* [Short task 1]:
Echo the point labeling rows below line for line, without any changes.

Alerting profiles define WHAT problems trigger alerts and with what delay.

tasks/alerting_profiles.yml

---
- name: Get existing alerting profiles
  uri:
    url: "{{ dynatrace_config_api }}/alertingProfiles"
    method: GET
    headers:
      Authorization: "Api-Token {{ dynatrace_api_token }}"
  register: existing_profiles

- name: Build existing profiles lookup
  set_fact:
    existing_profiles_map: "{{ existing_profiles.json.values | items2dict(key_name='name', value_name='id') }}"

- name: Create or update alerting profiles
  uri:
    url: "{{ dynatrace_config_api }}/alertingProfiles/{{ existing_profiles_map[item.name] | default('') }}"
    method: "{{ 'PUT' if item.name in existing_profiles_map else 'POST' }}"
    headers:
      Authorization: "Api-Token {{ dynatrace_api_token }}"
      Content-Type: "application/json"
    body: "{{ lookup('template', 'alerting_profile.json.j2') }}"
    body_format: json
    status_code: [200, 201, 204]
  loop: "{{ dynatrace_alerting_profiles }}"
  loop_control:
    label: "{{ item.name }}"
  register: profile_results

- name: Delete removed alerting profiles
  uri:
    url: "{{ dynatrace_config_api }}/alertingProfiles/{{ item.value }}"
    method: DELETE
    headers:
      Authorization: "Api-Token {{ dynatrace_api_token }}"
    status_code: [204, 404]
  loop: "{{ existing_profiles_map | dict2items }}"
  loop_control:
    label: "{{ item.key }}"
  when:
    - dynatrace_alerting_profiles_delete_unmanaged | default(false)
    - item.key not in (dynatrace_alerting_profiles | map(attribute='name') | list)

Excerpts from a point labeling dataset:

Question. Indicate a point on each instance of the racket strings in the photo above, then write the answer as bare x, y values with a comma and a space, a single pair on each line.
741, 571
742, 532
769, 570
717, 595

* [Short task 2]:
Duplicate the alerting profiles task file above verbatim, everything from "- name: Delete" down to "map(attribute='name') | list)".

* [Reply 1]:
Question. Indicate a point on each instance of the racket strings in the photo above, then write the answer as bare x, y values with a comma and a space, a single pair on each line.
741, 571
742, 532
769, 570
717, 595

* [Reply 2]:
- name: Delete removed alerting profiles
  uri:
    url: "{{ dynatrace_config_api }}/alertingProfiles/{{ item.value }}"
    method: DELETE
    headers:
      Authorization: "Api-Token {{ dynatrace_api_token }}"
    status_code: [204, 404]
  loop: "{{ existing_profiles_map | dict2items }}"
  loop_control:
    label: "{{ item.key }}"
  when:
    - dynatrace_alerting_profiles_delete_unmanaged | default(false)
    - item.key not in (dynatrace_alerting_profiles | map(attribute='name') | list)